What you give back must match the records below exactly, apart from the pictures, which are omitted.

*** THE INPUT Section Begins ***

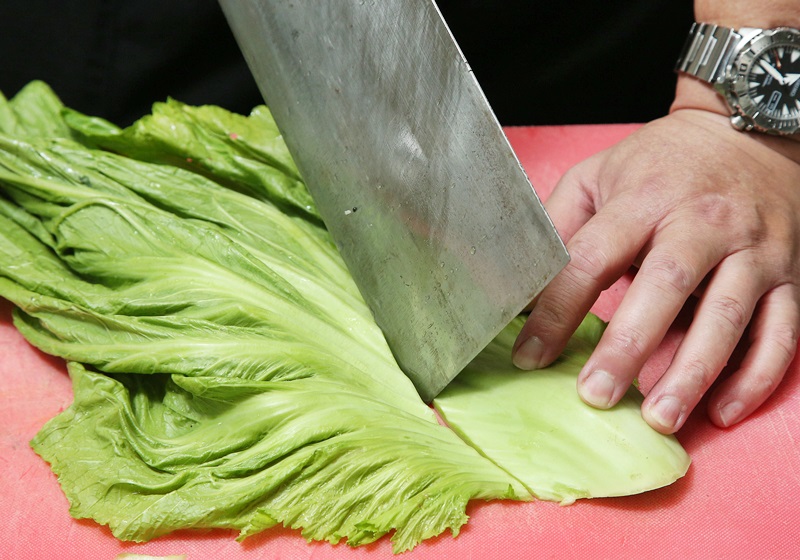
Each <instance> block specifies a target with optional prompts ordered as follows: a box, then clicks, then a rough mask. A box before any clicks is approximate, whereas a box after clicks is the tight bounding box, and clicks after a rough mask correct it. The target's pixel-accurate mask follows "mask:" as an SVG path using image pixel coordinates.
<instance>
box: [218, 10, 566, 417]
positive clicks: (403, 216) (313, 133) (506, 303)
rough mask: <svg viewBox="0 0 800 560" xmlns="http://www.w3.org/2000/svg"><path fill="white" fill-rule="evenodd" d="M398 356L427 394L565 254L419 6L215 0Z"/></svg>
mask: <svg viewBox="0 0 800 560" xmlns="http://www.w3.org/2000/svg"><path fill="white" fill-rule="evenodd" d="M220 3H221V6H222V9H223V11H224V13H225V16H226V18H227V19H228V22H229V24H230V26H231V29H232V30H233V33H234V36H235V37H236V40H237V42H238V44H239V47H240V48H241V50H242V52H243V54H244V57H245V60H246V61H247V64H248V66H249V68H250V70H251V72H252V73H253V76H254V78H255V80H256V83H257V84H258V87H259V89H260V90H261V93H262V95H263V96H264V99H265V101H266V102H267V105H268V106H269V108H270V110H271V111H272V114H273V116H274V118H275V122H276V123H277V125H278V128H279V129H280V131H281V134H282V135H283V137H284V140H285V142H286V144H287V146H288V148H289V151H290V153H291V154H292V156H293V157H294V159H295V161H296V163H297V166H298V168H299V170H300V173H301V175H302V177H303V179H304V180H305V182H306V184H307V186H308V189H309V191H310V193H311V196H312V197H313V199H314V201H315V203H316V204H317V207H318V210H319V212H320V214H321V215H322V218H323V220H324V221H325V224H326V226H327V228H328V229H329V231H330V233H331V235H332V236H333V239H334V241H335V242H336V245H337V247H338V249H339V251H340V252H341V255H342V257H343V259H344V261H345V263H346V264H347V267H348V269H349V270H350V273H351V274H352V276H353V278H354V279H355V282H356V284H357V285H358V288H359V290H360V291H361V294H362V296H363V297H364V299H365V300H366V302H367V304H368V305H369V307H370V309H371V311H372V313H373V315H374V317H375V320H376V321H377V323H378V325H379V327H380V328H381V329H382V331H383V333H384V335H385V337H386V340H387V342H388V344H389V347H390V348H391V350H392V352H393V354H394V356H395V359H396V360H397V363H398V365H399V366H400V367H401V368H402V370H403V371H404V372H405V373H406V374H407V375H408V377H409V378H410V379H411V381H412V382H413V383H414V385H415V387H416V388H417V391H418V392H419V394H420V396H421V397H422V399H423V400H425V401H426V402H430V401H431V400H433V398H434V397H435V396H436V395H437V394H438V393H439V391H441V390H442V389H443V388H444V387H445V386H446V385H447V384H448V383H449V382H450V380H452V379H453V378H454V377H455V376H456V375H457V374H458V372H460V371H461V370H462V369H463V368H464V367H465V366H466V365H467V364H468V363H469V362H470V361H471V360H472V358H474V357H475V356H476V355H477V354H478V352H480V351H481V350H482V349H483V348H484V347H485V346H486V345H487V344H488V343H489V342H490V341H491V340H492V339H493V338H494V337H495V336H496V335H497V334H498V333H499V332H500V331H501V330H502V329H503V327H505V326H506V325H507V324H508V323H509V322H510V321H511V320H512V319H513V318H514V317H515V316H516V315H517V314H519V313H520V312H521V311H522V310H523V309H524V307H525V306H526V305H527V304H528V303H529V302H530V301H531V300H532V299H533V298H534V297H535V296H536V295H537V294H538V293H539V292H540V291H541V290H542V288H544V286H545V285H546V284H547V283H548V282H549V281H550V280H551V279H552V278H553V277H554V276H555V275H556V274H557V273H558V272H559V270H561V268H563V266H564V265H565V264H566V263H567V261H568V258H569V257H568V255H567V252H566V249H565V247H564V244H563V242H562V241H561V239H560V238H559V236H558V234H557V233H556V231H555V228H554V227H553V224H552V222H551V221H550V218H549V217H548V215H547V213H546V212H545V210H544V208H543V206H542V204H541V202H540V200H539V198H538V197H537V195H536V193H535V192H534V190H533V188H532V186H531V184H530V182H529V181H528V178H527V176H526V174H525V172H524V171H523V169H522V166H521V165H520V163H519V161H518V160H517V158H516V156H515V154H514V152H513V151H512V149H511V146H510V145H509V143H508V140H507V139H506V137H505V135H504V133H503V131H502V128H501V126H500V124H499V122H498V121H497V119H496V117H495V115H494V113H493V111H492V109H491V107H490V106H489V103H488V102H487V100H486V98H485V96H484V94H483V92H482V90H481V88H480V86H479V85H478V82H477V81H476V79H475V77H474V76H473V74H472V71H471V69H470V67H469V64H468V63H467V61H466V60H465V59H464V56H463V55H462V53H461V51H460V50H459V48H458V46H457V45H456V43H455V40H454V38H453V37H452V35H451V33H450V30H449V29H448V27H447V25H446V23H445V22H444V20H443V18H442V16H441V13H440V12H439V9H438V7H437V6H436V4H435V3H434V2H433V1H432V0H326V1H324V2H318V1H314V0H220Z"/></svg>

*** THE INPUT Section Ends ***

**RESULT OF THIS EXERCISE**.
Each <instance> block specifies a target with optional prompts ordered as follows: a box, then clicks, then a rough mask. A box before any clicks is approximate, whereas a box after clicks is the tight bounding box, and clicks after a rough mask correct it. The target's pixel-accurate mask follows "mask:" as an SVG path using image pixel coordinates.
<instance>
box: [218, 10, 566, 417]
positive clicks: (403, 216) (313, 133) (506, 303)
rough mask: <svg viewBox="0 0 800 560" xmlns="http://www.w3.org/2000/svg"><path fill="white" fill-rule="evenodd" d="M398 356L427 394L565 254L419 6L215 0Z"/></svg>
mask: <svg viewBox="0 0 800 560" xmlns="http://www.w3.org/2000/svg"><path fill="white" fill-rule="evenodd" d="M220 3H221V6H222V9H223V11H224V13H225V16H226V18H227V19H228V22H229V24H230V26H231V29H232V30H233V33H234V36H235V37H236V40H237V42H238V44H239V47H240V48H241V50H242V52H243V54H244V57H245V60H246V61H247V64H248V66H249V68H250V70H251V72H252V73H253V76H254V78H255V80H256V83H257V84H258V87H259V89H260V90H261V93H262V95H263V96H264V99H265V101H266V102H267V105H268V106H269V108H270V110H271V111H272V114H273V116H274V118H275V122H276V123H277V125H278V128H279V129H280V131H281V134H282V135H283V137H284V140H285V142H286V144H287V146H288V148H289V151H290V153H291V154H292V156H293V157H294V159H295V161H296V163H297V166H298V168H299V170H300V173H301V175H302V177H303V179H304V180H305V182H306V184H307V186H308V189H309V191H310V193H311V196H312V197H313V199H314V201H315V203H316V204H317V207H318V210H319V212H320V214H321V215H322V218H323V220H324V221H325V224H326V226H327V228H328V229H329V231H330V233H331V235H332V236H333V239H334V241H335V242H336V245H337V247H338V249H339V251H340V252H341V255H342V257H343V259H344V261H345V263H346V264H347V267H348V269H349V270H350V273H351V274H352V276H353V278H354V279H355V282H356V284H357V285H358V288H359V290H360V291H361V294H362V296H363V297H364V299H365V300H366V302H367V304H368V305H369V307H370V309H371V311H372V313H373V315H374V317H375V320H376V321H377V323H378V325H379V327H380V328H381V329H382V331H383V333H384V335H385V337H386V340H387V342H388V344H389V347H390V348H391V350H392V352H393V354H394V356H395V359H396V360H397V363H398V365H399V366H400V367H401V368H402V370H403V371H404V372H405V373H406V374H407V375H408V377H409V378H410V379H411V381H412V382H413V383H414V385H415V387H416V388H417V391H418V392H419V394H420V396H421V397H422V399H423V400H425V401H426V402H430V401H431V400H433V398H434V397H435V396H436V395H437V394H438V393H439V391H441V390H442V389H443V388H444V387H445V386H446V385H447V384H448V383H449V382H450V380H452V379H453V378H454V377H455V376H456V375H457V374H458V372H460V371H461V370H462V369H463V368H464V367H465V366H466V365H467V364H468V363H469V362H470V361H471V360H472V358H474V357H475V356H476V355H477V354H478V352H480V351H481V350H482V349H483V348H484V347H485V346H486V345H487V344H488V343H489V342H490V341H491V340H492V339H493V338H494V337H495V336H496V335H497V334H498V333H499V332H500V331H501V330H502V329H503V327H505V326H506V325H507V324H508V323H509V322H510V321H511V320H512V319H513V318H514V317H515V316H516V315H517V314H519V313H520V312H521V311H522V310H523V309H524V307H525V306H526V305H527V304H528V303H529V302H530V301H531V300H532V299H533V298H534V297H535V296H536V295H537V294H538V293H539V292H540V291H541V290H542V288H544V286H545V285H546V284H547V283H548V282H549V281H550V280H551V279H552V278H553V277H554V276H555V275H556V274H557V273H558V272H559V270H561V268H563V266H564V265H565V264H566V263H567V261H568V258H569V257H568V255H567V252H566V249H565V247H564V244H563V242H562V241H561V239H560V238H559V236H558V234H557V233H556V231H555V228H554V227H553V224H552V222H551V221H550V218H549V217H548V215H547V213H546V212H545V210H544V208H543V206H542V204H541V202H540V200H539V198H538V197H537V195H536V193H535V192H534V190H533V188H532V186H531V184H530V182H529V181H528V178H527V176H526V174H525V172H524V171H523V169H522V166H521V165H520V163H519V161H518V160H517V158H516V156H515V154H514V152H513V151H512V149H511V146H510V145H509V143H508V140H507V139H506V137H505V135H504V133H503V131H502V128H501V126H500V124H499V122H498V121H497V119H496V117H495V115H494V113H493V111H492V109H491V107H490V106H489V103H488V102H487V100H486V98H485V96H484V94H483V92H482V90H481V88H480V86H479V85H478V82H477V81H476V79H475V77H474V76H473V74H472V71H471V69H470V67H469V64H468V63H467V61H466V60H465V59H464V56H463V55H462V53H461V51H460V50H459V48H458V46H457V45H456V43H455V40H454V38H453V37H452V35H451V33H450V30H449V29H448V27H447V25H446V23H445V22H444V20H443V18H442V16H441V13H440V12H439V9H438V7H437V6H436V4H435V3H434V2H433V1H432V0H326V1H324V2H318V1H314V0H220Z"/></svg>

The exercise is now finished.